> _Goal_:
Can you turn all of the entries below into a numbered list, leaving out any blank lines?

Dataset entries
※ ※ ※
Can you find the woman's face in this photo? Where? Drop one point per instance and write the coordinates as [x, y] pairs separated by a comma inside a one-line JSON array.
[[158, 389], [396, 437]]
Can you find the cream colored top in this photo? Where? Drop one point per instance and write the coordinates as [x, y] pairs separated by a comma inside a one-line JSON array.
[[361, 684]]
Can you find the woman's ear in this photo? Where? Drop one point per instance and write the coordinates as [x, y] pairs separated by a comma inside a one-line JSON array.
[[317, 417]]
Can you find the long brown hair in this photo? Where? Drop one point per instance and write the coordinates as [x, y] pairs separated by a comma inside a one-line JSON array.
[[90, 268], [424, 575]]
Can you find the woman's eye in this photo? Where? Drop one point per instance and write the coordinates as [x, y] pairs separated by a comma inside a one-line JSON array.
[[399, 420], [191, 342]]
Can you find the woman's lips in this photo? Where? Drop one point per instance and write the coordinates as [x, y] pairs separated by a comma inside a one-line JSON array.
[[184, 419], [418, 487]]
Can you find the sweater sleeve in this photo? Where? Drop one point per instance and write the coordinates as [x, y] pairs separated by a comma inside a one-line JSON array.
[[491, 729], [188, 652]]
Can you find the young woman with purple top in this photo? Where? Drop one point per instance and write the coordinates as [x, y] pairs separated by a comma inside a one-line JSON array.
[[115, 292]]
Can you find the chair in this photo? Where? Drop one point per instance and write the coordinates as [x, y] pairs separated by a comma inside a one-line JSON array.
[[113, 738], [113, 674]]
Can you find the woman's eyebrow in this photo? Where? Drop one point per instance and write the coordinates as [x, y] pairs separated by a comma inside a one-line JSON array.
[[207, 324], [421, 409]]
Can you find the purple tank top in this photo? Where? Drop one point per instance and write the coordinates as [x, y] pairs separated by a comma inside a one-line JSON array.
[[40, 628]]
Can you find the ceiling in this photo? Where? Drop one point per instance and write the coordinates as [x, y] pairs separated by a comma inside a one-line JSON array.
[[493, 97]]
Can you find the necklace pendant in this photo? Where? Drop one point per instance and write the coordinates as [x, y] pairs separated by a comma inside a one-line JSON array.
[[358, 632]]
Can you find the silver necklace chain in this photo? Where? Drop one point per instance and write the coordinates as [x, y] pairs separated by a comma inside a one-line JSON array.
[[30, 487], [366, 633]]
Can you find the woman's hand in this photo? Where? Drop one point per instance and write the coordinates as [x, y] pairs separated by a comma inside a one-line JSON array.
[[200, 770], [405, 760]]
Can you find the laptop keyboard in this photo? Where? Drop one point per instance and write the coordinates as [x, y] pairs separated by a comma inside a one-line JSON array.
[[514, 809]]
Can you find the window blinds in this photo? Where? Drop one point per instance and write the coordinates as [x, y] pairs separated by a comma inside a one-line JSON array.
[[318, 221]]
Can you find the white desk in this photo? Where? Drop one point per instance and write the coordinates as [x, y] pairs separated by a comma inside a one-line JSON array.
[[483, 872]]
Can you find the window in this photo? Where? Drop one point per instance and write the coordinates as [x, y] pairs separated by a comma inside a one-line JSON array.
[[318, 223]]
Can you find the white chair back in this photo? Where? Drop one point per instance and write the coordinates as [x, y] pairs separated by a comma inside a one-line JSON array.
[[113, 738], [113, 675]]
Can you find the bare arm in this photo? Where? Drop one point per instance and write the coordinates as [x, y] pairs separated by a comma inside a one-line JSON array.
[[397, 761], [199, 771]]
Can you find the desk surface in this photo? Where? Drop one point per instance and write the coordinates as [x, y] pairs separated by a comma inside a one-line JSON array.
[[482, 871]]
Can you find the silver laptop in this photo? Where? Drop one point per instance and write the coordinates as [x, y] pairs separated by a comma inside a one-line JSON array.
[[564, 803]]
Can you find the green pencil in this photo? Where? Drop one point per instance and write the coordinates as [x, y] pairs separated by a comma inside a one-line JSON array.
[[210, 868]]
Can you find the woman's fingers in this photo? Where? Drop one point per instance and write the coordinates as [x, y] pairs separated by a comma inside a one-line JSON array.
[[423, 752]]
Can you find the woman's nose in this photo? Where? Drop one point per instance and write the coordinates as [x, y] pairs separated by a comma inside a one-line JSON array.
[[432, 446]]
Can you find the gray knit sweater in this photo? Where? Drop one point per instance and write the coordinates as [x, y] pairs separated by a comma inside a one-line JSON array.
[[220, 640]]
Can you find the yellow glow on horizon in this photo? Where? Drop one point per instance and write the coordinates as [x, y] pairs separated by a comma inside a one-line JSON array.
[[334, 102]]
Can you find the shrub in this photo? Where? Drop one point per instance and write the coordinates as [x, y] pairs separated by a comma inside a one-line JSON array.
※ ※ ※
> _Solution for this problem_:
1. Can you find the woman's face in this photo? Where? Drop one point per instance and write the coordinates as [x, y] pairs separated by a comma inside a one-line JSON array.
2. [[158, 389], [396, 437]]
3. Can you find the cream colored top in this photo? Where? Drop one point per instance and write the coordinates as [x, y] pairs separated by a comma inside a one-line JSON array.
4. [[361, 684]]
5. Can you find the woman's ear in this photo? Where? Drop one point per instance and write the coordinates as [x, y] pairs separated by a comma inside a one-line JSON array.
6. [[317, 417]]
7. Can you find the long brown hair in this photo? Where? Drop one point per instance and write the coordinates as [x, y] pairs separated by a comma inside a one-line JSON array.
8. [[90, 268], [424, 575]]
9. Can you find the woman's eye in this photo? Where? Drop one point per instance and write the coordinates as [x, y] pairs separated by a comma inside a one-line JSON array.
10. [[399, 420], [191, 342]]
11. Can you find the woman's lips in this photo? Where? Drop one point per instance and write the coordinates as [x, y] pairs separated by a comma inside a one-line JSON array.
12. [[184, 419], [418, 487]]
13. Can you find the sweater sleeve in this photo? Where? Drop one point per instance and write the coordinates as [x, y] pairs separated by a comma inside a one-line JSON array.
14. [[491, 729], [188, 652]]
15. Can you find the young woman with purple top in this photo? Where? Drop one point per instance and write the coordinates as [x, y] pairs separated by a comma inside a one-line JSON array.
16. [[115, 292]]
17. Can you find the chair in this photo? Where? Drop one point per instance and write the coordinates as [x, y] pairs separated by a comma inside a one-line JSON array.
18. [[113, 738], [113, 674]]
19. Can you find the woman's eyebrow in this photo? Where? Drop one point per instance and write the coordinates as [x, y] pairs separated by a comma inside a one-line JSON array.
20. [[207, 324], [421, 409]]
21. Can you find the purple tank top in this photo? Where? Drop one point per instance and write the coordinates as [x, y] pairs separated by a comma inside a one-line JSON array.
22. [[40, 628]]
23. Can you find the ceiling in this photo? Where? Drop one point per instance and write the coordinates as [x, y] pairs separated by a comma inside a one-line JSON array.
24. [[493, 97]]
25. Can you find the necklace pendant in this photo? Where? Drop one point per instance and write the coordinates as [x, y] pairs separated by a comma inside a one-line JSON array.
26. [[358, 632]]
27. Can you find the silver necklace chain in this photo? Where? Drop one point per instance and write the coordinates as [x, y] pairs separated by a comma inside a one-line JSON array.
28. [[30, 487], [366, 633]]
29. Can you find the woman's hand in this photo? Where? Drop one point per instance and write the coordinates as [x, y] pairs separated by a comma inside a one-line JSON array.
30. [[200, 770], [405, 760]]
31. Can you find the laptop keyboard in this photo? Where? Drop one point per instance and write the coordinates as [x, y] pairs separated by a comma inside a one-line JSON array.
32. [[514, 809]]
33. Can you find the window blinds in this photo? Where? Drop one point per instance and write the coordinates as [x, y] pairs separated by a comma inside a one-line JSON array.
34. [[318, 221]]
35. Can you find the white desk in this photo? Where? Drop one point per instance and write the coordinates as [x, y] pairs separated by a comma inside a one-line JSON array.
36. [[483, 872]]
37. Can you find the window in this photo? Where? Drop one point per instance and write the coordinates as [x, y] pairs separated by a comma inside a one-line JSON array.
38. [[318, 223]]
39. Can you find the white chair back in this photo? Where? Drop one point per instance and write the coordinates as [x, y] pairs separated by a comma inside a one-line JSON array.
40. [[113, 738], [113, 675]]
41. Can you find the bare arm in this photo? Where? Drop one point per instance and write the coordinates as [x, y] pairs separated by a comma inside a one-line JSON array.
42. [[397, 761], [199, 771]]
43. Can you find the desk surface in this photo? Where? Drop one point per instance and write the coordinates as [x, y] pairs separated by a comma inside a one-line JSON array.
44. [[482, 871]]
45. Can you find the silver laptop in this photo? Where? Drop one point per instance and write the coordinates as [x, y] pairs separated by a comma inside a one-line JSON array.
46. [[564, 803]]
47. Can you find the green pencil in this photo? Where? Drop one point per instance and write the coordinates as [x, y] pairs separated by a comma inside a one-line JSON array.
48. [[210, 868]]
49. Can you find the woman's fingers in this photo? Where? Drop one point per instance and write the coordinates as [x, y] pairs separated by a comma inside a one-line JSON array.
50. [[423, 752]]
51. Can you find the woman's nose in this photo? Where? Drop one point per instance and write the coordinates as [x, y] pairs separated by a comma inside a one-line JSON array.
52. [[432, 446]]
53. Can you find the gray knit sweater in this photo? Where? Drop one point per instance and write the coordinates as [x, y] pairs separated by a comma inside a one-line JSON array.
54. [[220, 640]]
55. Can you find the yellow glow on horizon in this photo? Where? Drop one point per instance and write the coordinates as [x, y] pairs separated by a comma inside a one-line JSON array.
56. [[334, 102]]
57. Can you find the shrub in this photo? Where? Drop one point per instance and write the coordinates as [x, y] pairs separated by a comma inside a one-line JSON array.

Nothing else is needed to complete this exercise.